**PROBLEM DESCRIPTION:**
Quote verbatim the lines from the one containing "Can you spot the electricity" through the one containing "xmin=0 ymin=0 xmax=350 ymax=245", both included, and nothing else.

════

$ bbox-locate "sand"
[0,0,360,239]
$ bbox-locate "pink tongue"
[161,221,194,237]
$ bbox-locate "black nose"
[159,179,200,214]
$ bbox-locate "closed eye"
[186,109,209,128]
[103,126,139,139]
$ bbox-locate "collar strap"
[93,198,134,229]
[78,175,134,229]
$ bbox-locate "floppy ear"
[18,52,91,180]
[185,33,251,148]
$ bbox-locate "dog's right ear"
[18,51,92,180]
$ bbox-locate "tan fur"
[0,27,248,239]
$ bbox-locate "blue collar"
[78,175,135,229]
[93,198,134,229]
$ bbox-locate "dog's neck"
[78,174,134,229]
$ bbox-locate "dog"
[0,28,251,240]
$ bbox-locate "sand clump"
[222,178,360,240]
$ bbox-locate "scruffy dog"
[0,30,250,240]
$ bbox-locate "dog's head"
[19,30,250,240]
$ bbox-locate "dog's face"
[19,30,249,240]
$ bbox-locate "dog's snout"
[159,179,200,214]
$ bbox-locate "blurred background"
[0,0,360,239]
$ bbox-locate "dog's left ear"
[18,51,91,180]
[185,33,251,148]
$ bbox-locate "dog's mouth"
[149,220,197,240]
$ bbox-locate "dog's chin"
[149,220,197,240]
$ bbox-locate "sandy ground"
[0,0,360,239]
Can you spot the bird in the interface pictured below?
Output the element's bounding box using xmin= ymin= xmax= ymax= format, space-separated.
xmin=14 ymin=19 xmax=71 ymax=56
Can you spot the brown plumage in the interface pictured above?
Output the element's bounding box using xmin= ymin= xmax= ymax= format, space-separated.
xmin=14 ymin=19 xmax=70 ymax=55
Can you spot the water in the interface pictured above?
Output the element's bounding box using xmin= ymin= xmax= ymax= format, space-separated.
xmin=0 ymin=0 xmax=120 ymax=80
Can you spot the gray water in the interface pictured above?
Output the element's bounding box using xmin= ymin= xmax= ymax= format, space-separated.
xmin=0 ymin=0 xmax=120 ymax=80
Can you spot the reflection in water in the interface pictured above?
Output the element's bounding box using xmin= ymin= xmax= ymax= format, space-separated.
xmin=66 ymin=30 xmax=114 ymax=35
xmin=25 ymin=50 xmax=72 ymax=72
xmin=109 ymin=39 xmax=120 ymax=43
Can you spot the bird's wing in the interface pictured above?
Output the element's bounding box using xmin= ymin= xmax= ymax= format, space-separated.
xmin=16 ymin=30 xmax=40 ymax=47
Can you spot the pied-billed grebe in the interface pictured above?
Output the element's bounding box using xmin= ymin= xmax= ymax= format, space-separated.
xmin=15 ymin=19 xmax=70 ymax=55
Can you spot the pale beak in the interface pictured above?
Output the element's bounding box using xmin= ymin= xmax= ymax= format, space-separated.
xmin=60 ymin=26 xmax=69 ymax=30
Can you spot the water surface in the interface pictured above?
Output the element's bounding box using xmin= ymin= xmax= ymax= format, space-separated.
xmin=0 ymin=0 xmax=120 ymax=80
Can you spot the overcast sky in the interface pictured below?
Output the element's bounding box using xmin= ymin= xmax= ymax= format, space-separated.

════

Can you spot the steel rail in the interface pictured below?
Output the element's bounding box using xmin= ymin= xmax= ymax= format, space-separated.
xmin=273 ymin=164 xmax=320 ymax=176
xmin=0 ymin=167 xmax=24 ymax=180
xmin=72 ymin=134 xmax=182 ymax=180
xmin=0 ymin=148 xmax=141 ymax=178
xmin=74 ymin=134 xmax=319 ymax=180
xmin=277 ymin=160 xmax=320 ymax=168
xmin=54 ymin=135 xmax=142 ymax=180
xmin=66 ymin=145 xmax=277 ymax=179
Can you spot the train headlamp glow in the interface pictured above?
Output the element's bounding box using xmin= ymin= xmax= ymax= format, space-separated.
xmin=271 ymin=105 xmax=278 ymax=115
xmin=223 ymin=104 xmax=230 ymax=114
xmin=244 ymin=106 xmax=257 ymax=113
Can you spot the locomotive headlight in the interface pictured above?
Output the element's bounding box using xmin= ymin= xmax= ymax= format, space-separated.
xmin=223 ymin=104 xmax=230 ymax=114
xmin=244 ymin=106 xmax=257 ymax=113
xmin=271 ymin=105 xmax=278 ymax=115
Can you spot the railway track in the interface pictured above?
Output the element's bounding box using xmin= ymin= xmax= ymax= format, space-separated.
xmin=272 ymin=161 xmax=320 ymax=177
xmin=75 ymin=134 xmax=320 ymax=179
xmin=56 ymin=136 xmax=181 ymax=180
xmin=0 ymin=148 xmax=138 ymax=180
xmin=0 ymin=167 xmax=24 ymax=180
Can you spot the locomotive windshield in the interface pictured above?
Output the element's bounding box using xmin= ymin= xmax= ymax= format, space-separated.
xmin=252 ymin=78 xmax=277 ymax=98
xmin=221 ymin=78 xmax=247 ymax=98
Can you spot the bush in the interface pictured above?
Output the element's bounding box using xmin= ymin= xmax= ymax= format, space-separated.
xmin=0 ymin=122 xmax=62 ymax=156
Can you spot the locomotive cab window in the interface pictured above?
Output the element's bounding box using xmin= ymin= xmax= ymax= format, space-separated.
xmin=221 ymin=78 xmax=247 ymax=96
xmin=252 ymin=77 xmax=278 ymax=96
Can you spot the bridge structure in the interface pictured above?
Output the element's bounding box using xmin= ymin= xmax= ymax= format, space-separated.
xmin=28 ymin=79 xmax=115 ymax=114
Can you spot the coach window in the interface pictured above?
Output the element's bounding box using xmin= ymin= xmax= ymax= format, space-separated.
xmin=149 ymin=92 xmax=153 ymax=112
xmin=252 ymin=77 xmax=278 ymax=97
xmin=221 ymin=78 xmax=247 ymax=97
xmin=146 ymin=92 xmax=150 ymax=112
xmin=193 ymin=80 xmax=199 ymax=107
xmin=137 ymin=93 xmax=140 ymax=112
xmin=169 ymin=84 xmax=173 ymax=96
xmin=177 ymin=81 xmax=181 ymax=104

════

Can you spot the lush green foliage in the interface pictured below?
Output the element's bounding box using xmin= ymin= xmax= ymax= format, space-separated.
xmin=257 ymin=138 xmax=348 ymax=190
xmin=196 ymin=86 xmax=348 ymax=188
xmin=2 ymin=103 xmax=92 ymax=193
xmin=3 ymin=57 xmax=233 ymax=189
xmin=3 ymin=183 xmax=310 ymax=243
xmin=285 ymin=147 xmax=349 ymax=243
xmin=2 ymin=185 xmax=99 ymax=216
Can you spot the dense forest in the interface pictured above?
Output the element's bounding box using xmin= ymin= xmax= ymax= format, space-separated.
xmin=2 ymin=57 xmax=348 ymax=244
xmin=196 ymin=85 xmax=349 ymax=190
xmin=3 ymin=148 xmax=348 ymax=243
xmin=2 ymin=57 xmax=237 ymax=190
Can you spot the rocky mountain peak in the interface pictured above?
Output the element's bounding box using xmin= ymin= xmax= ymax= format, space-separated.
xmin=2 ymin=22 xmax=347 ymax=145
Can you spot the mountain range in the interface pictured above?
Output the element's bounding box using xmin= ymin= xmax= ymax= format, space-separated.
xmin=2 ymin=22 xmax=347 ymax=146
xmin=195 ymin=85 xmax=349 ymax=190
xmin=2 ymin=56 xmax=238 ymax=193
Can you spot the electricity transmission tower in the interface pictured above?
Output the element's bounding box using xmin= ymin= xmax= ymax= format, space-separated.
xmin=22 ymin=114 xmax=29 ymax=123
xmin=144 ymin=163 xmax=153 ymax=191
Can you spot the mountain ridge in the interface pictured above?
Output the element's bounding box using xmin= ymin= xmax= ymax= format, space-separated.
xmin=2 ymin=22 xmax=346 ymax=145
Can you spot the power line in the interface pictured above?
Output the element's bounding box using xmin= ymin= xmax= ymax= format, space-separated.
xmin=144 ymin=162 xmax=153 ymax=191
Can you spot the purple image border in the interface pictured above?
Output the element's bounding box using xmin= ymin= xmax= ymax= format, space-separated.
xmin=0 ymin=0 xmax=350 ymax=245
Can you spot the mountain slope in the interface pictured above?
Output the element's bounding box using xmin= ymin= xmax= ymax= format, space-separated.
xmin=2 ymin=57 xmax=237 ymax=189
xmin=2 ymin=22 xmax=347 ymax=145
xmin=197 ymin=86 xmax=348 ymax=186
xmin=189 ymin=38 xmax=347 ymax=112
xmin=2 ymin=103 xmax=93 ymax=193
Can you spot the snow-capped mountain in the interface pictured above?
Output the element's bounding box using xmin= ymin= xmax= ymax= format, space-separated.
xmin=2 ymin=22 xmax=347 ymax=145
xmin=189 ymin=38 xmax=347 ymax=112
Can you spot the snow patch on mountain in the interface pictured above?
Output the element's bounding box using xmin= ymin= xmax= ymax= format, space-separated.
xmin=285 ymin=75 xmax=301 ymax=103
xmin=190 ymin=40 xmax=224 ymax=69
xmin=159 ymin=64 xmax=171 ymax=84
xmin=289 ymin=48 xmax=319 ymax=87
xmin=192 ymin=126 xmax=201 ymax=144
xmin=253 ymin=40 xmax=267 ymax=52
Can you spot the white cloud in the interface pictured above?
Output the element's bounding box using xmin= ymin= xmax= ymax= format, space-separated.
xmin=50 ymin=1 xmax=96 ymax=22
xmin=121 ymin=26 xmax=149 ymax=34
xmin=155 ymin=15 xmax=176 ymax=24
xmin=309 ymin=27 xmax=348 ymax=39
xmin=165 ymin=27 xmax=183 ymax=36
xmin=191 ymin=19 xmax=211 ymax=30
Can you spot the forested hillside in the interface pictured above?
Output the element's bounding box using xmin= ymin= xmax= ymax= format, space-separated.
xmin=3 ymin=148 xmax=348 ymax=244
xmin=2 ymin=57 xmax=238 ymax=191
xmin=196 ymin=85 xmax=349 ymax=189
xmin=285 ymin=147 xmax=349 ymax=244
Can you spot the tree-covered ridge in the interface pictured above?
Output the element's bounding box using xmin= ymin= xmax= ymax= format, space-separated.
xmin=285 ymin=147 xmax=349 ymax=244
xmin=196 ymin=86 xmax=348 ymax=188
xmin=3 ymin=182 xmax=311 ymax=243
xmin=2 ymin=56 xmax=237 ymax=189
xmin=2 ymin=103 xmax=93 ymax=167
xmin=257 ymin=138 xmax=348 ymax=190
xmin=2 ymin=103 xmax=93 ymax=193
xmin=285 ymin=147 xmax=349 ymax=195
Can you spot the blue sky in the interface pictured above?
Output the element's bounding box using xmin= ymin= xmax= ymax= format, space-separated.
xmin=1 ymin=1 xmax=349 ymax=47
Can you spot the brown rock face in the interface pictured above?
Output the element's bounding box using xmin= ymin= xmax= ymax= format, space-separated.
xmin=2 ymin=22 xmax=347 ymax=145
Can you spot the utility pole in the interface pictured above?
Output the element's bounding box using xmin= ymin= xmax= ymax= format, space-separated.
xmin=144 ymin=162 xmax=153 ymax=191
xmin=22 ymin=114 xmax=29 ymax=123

════

**SOLUTION TO THE PROBLEM:**
Can you spot the electricity transmission tower in the interface pictured above?
Output the element's bounding box using xmin= ymin= xmax= ymax= format, space-separated.
xmin=22 ymin=114 xmax=29 ymax=123
xmin=144 ymin=163 xmax=153 ymax=191
Can you spot the mountain ridge in the interface pictured above?
Output the element's bounding box using xmin= ymin= xmax= ymax= format, space-separated.
xmin=2 ymin=22 xmax=346 ymax=145
Can you spot the power line in the interface pictured above?
Output the element's bounding box using xmin= ymin= xmax= ymax= format, space-separated.
xmin=144 ymin=162 xmax=153 ymax=191
Can you spot the purple image border in the interface pictured above?
Output the element's bounding box using xmin= ymin= xmax= ymax= format, space-separated.
xmin=0 ymin=0 xmax=350 ymax=245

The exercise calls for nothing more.